=== Section Start ===

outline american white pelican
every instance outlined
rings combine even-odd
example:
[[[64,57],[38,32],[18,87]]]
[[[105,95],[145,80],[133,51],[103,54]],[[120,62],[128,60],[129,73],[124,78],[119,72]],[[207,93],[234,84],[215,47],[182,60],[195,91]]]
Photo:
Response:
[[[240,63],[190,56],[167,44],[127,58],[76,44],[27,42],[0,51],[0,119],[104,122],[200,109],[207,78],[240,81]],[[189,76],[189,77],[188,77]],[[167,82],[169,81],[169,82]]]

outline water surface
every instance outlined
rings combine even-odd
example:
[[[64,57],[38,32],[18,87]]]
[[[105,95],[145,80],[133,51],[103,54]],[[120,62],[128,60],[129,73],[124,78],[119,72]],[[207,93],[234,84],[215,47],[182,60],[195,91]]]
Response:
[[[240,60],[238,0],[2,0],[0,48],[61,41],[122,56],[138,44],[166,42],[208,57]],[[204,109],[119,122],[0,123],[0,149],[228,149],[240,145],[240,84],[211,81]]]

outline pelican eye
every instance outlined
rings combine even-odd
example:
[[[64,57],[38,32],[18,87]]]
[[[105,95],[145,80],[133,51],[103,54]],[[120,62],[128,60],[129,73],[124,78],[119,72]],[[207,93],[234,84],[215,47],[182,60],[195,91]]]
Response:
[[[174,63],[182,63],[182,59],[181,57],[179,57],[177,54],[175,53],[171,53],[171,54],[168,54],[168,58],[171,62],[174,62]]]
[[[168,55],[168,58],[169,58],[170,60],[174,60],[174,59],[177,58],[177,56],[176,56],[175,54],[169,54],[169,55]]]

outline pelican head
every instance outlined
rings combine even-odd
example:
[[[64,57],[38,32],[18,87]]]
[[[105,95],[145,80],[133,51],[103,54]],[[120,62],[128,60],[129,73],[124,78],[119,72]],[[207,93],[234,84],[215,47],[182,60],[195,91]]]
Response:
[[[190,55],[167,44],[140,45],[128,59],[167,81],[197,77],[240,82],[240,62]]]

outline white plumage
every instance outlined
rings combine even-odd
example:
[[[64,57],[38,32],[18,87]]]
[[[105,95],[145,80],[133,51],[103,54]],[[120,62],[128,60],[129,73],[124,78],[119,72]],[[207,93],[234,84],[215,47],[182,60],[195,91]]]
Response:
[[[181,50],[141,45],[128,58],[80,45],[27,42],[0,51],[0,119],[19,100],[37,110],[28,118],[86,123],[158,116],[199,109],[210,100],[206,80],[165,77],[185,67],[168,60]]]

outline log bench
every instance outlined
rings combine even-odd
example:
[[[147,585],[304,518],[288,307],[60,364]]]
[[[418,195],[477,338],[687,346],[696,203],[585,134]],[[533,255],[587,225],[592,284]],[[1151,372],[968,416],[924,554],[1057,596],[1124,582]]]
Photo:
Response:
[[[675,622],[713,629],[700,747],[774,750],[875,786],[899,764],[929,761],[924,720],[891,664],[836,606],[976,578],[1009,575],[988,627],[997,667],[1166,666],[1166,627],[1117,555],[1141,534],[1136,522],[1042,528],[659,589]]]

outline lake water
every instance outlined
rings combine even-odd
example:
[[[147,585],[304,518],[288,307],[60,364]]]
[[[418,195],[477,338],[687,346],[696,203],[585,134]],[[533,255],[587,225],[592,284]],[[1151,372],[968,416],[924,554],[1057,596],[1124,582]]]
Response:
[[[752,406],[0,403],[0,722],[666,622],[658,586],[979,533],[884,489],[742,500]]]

=== Section End ===

» **Task details**: Determine how many lines in the listing above hold the word "white", and reply with that number only.

» **Reply to the exercise**: 2